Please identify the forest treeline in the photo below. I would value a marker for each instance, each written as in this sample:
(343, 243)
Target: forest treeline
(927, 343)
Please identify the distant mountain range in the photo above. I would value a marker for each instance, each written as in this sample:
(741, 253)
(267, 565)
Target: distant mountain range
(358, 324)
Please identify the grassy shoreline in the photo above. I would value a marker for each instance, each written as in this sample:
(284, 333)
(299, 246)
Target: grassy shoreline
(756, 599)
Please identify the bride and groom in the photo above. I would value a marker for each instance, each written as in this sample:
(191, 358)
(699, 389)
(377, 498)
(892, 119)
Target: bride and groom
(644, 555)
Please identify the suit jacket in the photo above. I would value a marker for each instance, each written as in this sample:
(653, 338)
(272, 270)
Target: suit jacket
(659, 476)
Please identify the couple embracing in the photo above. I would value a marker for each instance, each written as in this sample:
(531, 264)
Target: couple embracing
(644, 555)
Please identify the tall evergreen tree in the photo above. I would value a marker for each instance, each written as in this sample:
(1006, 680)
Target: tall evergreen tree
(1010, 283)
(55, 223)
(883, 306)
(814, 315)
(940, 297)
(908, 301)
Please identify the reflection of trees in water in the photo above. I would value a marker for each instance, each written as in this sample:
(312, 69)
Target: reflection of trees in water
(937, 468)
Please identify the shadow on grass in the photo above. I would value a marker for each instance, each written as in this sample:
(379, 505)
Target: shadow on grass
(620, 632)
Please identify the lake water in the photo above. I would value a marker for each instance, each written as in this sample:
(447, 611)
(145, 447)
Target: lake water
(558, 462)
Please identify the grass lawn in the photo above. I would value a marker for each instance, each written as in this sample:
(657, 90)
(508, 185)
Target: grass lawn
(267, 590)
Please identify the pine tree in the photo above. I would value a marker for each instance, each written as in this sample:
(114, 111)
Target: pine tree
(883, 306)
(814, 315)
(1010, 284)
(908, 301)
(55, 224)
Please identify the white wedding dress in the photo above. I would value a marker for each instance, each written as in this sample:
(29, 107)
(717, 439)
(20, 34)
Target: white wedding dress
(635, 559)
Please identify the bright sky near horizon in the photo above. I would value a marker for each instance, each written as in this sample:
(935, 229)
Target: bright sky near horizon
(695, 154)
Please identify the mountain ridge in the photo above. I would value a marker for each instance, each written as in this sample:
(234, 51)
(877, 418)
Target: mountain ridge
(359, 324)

——

*THE EXERCISE*: Output all preceding records character for character.

*RESPONSE FOR THIS EXERCISE*:
Please identify the forest treeline in the photo below. I would value a marker for each instance, each written as in this sample:
(343, 243)
Target: forest treeline
(927, 343)
Please identify the distant mountain range in the photo above. I would value a marker for each instance, each written as in this sample:
(741, 253)
(267, 565)
Target: distant mountain range
(358, 324)
Please identify the grassy shoreline in the photo above. I would value a marker for each instance, each written as in this sample:
(284, 333)
(299, 246)
Target: grassy shoreline
(756, 599)
Please identify the bride and groom in the photo above. I would value a marker for each instance, each written as in this sample:
(191, 358)
(699, 389)
(377, 498)
(892, 119)
Target: bride and groom
(644, 555)
Please identify the suit jacket in the photo above. I would value a marker for each instance, each written as in this sample:
(653, 338)
(272, 270)
Target: suit jacket
(659, 476)
Please identify the couple embracing in the photo above. I would value a marker for each instance, each written as in this sample:
(531, 264)
Target: couple embracing
(644, 555)
Please identify the tall evergreen tree in the photo above. I would value a marker for each instance, each written as in this sample:
(1006, 680)
Target: tall evergreen tree
(1010, 283)
(55, 223)
(883, 306)
(814, 315)
(940, 297)
(908, 301)
Please identify the reflection of trees in water in the photo above. I would value a marker for each instance, each written as in this sample:
(312, 69)
Target: reflection of trees in water
(937, 468)
Please identify the shadow on grass in the photo above. I would value a marker for each instance, each written as in this sample:
(379, 505)
Target: shadow on grass
(620, 632)
Please identify the lake water in the photo above. I would value a marker for each instance, each written as in this sample:
(447, 611)
(145, 447)
Target: lake water
(558, 462)
Please identify the grass lawn in the photo above. I would value a marker for each instance, each written as in this sample:
(657, 90)
(508, 185)
Target: grass lawn
(267, 590)
Please identify the pine tree in the photo above. I would value a marker for each instance, each written as in this sample:
(114, 111)
Target: pine tree
(883, 306)
(814, 315)
(1010, 284)
(908, 301)
(55, 224)
Please identify the white wedding dress in the photo above. I would value a marker for each instance, each written as in this sample:
(29, 107)
(717, 439)
(20, 34)
Target: white wedding dress
(635, 559)
Please identify the bright sky near horizon in the photo above. I would value a marker for each instance, each written as in this sample:
(935, 229)
Target: bright sky near horizon
(695, 154)
Please identify the mountain ridge in the photo above. I would value a marker for each instance, each written as in this sample:
(234, 51)
(877, 418)
Target: mountain ridge
(359, 324)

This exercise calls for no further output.